* _Quoted text_:
--- BEGIN ---

将变量从Javascript传递到PHP并返回

Question

The console ends up writing back

Uncaught ReferenceError: provhtml is not defined

Also, when I change up my Javascript to be the code right below, the console ends up just writing " <?= $provhtml ?> "

var provnum = "<?= $provhtml ?>";
console.log(provnum);

I'm not exactly sure what the problem is. I want $provhtml to be written inside the console when a user clicks a button named otherlistbut (I'm also not sure if there needs to be the d.preventDefault(); Here is my prov.php

<?php    
$phonenum = $_POST["phonenum"];
$provhtml = file_get_contents('http://api.data24-7.com/v/2.0?user=USERNAME&pass=PASSWORD&api=C&p1=1' . $phonenum);   
 ?>

Here are my scripts in my index.html

   $('button[name="otherlistbut"]').click(function(d) {
        lookupProvider(d);

    });
});

/************ FUNCTIONS ******************/

function lookupProvider(d) {
    d.preventDefault();
    var phonenum = $('input[name="phonenum"]').val();
    $.ajax({
        type: 'POST',
        data: {
            phonenum: phonenum
        },
        url: 'prov.php',
        success: function(data) {
            var provnum = $(provhtml);
            console.log(provnum);
        },
        error: function(xhr, err) {
            console.log("readyState: " + xhr.readyState + "\nstatus: " + xhr.status);
            console.log("responseText: " + xhr.responseText);
        }
    });
}

Answer 1

In your prov.php file

<?php    
$phonenum = $_POST["phonenum"];
$provhtml = file_get_contents('http://api.data24-7.com/v/2.0?user=USERNAME&pass=PASSWORD&api=C&p1=1' . $phonenum);   
echo json_encode( array( "phonenum" => $phonenum,"provhtml"=>$provhtml)); //You should be returning the values to your ajax function
 ?>

In your index.html

function lookupProvider(d) {
    d.preventDefault();
    var phonenum = $('input[name="phonenum"]').val();
    $.ajax({
        type: 'POST',
        data: {
            phonenum: phonenum
        },
        url: 'prov.php',
        success: function(data) { //Receives the data from the php code
            var provnum = data.phonenum;
            console.log(provnum);
        },
        error: function(xhr, err) {
            console.log("readyState: " + xhr.readyState + "\nstatus: " + xhr.status);
            console.log("responseText: " + xhr.responseText);
        }
    });
}

--- END ---

* _Information given_:
--- BEGIN ---

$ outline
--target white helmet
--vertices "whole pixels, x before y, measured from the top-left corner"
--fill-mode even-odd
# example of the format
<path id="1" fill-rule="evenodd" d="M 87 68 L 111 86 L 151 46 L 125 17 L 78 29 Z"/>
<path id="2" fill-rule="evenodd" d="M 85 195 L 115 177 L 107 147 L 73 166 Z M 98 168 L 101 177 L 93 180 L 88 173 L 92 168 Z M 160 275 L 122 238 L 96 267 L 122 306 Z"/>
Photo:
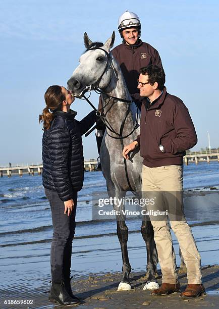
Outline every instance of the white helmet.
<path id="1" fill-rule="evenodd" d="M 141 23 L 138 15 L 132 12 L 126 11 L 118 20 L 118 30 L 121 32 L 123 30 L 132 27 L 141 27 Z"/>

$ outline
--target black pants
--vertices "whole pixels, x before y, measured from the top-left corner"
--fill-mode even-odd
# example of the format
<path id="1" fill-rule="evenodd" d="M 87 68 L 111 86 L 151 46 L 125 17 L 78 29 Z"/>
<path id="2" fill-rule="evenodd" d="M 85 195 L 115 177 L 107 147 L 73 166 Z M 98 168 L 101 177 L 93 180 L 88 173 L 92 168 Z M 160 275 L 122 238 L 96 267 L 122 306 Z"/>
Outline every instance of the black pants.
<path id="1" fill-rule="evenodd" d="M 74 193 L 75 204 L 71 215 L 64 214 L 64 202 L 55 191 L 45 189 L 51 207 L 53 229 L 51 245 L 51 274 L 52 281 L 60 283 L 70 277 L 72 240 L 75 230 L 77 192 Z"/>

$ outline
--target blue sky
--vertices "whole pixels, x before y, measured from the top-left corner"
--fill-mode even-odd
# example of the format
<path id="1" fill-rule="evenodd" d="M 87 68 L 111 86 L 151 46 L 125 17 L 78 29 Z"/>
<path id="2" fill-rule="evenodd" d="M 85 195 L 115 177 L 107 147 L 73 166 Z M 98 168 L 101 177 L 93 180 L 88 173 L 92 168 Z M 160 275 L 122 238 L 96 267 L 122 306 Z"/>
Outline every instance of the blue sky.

--- END ---

In the forum thread on passing variables between JavaScript and PHP, which PHP function does the answer use to encode the array that prov.php echoes? The data are not needed here.

* _The reply_: json_encode